* **Given request**
Duplicate everything from "If anyone doubts" down to "call en route." in the passage on US infrastructure below.

* **Source passage**
'''

If anyone doubts the problems of US infrastructure, I suggest he or she take a flight to John F. Kennedy airport (braving the landing delay), ride a taxi on the pot-holed and congested Brooklyn-Queens Expressway and try to make a mobile phone call en route.

That should settle it, particularly for those who have experienced smooth flights, train rides and road travel, and speedy communications networks in, say, Beijing, Paris or Abu Dhabi recently. The gulf in public and private infrastructure is, to put it mildly, alarming for US competitiveness.

You might have expected that investing in US infrastructure would be a hot political topic this year. Well, no. Hillary Clinton spent the final week of her Indiana campaign standing on the back of a pick-up truck arguing for a temporary suspension of the "gas tax", the fuel duty that pays for highways.

You read correctly. Faced with the emptying of the Highway Trust Fund, established in 1956 as the US entered a period of growth and prosperity, Mrs Clinton suggested cutting its source of funds (which she claimed could be made up by a tax on oil companies). It was more important to give Americans a summer break from $4-per-gallon petrol.

At times I wonder whether the world's biggest economy has the will to solve its challenges or will end up wandering self-indulgently into the minor economic leagues. I expect it will get serious when the crisis is too blatant to ignore, but it has not done so yet.

'''

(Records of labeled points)
'''

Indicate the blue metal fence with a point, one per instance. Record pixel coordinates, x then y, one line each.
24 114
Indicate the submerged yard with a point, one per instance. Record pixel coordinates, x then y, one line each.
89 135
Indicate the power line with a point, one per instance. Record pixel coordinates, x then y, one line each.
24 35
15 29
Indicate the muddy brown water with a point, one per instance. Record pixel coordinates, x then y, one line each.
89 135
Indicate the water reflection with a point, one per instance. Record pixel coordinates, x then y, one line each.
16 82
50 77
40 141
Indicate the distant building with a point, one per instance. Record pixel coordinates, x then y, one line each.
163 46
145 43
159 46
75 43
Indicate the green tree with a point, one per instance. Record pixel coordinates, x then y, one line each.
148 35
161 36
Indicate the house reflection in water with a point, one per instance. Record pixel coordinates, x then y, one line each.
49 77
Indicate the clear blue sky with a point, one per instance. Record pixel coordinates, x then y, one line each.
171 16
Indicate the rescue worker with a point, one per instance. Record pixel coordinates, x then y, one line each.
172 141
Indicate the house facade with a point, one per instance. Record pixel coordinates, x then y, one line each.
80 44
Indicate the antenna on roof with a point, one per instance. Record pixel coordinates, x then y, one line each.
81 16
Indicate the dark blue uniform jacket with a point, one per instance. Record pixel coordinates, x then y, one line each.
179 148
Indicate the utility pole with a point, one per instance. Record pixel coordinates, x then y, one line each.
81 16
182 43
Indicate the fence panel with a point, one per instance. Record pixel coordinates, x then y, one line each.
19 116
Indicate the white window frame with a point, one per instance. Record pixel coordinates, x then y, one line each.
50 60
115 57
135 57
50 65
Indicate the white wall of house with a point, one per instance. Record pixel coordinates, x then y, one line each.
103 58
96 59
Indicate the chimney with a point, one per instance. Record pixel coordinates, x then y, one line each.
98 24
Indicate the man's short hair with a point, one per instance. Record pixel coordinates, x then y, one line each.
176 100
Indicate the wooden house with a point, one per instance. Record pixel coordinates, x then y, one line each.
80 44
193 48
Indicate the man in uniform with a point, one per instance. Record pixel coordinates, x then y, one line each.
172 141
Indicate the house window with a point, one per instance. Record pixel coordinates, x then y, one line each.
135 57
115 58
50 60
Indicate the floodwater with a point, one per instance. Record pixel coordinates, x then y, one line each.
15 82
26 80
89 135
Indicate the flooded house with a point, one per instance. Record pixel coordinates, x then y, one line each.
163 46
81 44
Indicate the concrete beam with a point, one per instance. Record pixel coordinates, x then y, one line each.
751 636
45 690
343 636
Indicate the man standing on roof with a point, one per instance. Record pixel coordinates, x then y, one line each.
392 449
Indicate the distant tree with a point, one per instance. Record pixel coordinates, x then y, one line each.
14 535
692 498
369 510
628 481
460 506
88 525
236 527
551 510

'''

* **Worked solution**
If anyone doubts the problems of US infrastructure, I suggest he or she take a flight to John F. Kennedy airport (braving the landing delay), ride a taxi on the pot-holed and congested Brooklyn-Queens Expressway and try to make a mobile phone call en route.